» Exercise:
Show every line in the records below that contains the word "tree".
Segment Start: Given data
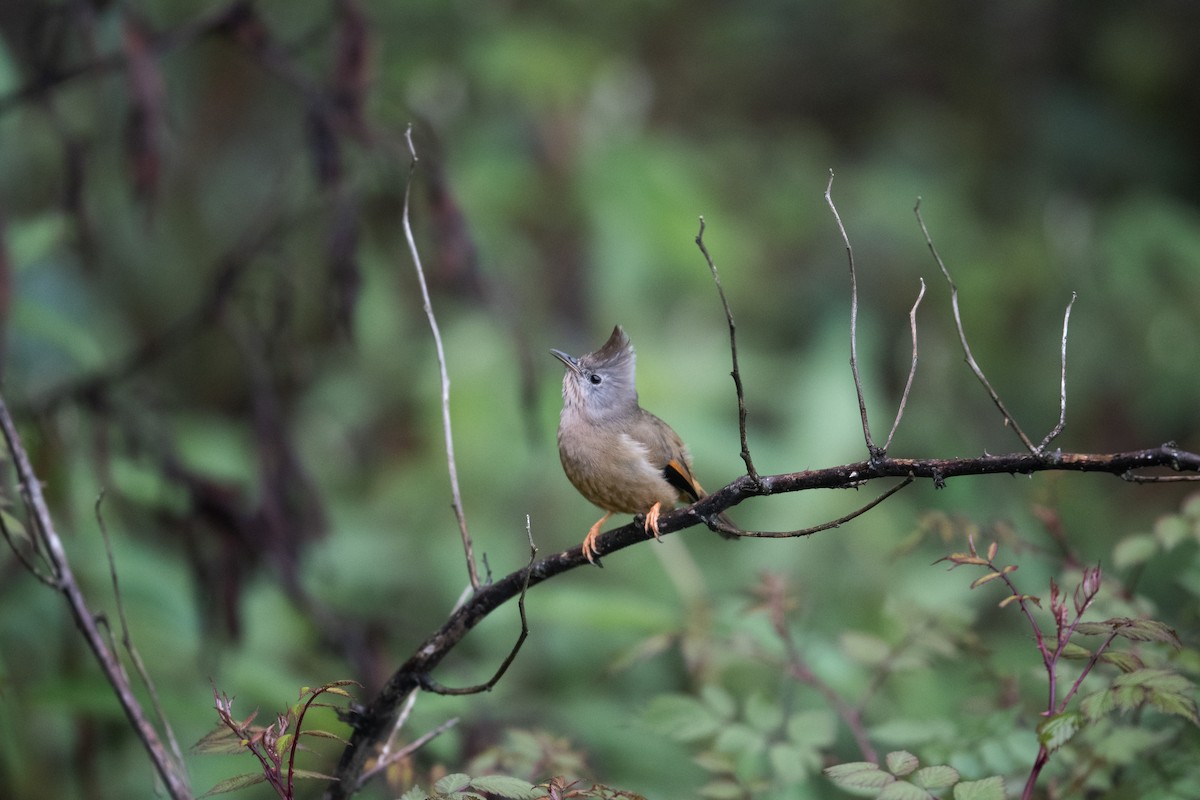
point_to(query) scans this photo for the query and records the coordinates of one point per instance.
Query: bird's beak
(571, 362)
Segment End: Given data
Segment Start: Given data
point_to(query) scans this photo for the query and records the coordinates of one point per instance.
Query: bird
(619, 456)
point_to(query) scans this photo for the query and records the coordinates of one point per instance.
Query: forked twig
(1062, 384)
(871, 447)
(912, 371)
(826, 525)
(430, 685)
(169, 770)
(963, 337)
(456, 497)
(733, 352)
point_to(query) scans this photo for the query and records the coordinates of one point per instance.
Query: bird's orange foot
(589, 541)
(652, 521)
Segment End: Given data
Segment Start: Given data
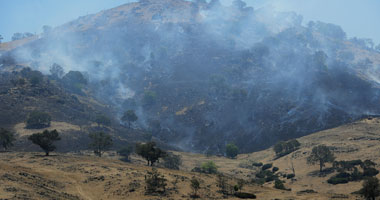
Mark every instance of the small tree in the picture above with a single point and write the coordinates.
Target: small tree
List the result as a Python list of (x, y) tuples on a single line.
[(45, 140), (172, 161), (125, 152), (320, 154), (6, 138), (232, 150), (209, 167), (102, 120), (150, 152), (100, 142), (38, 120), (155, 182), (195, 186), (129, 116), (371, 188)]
Segment End: Given data
» Reply:
Mark every instance of the small tree in the picture above with a single point and write the coordinates.
Target: small tree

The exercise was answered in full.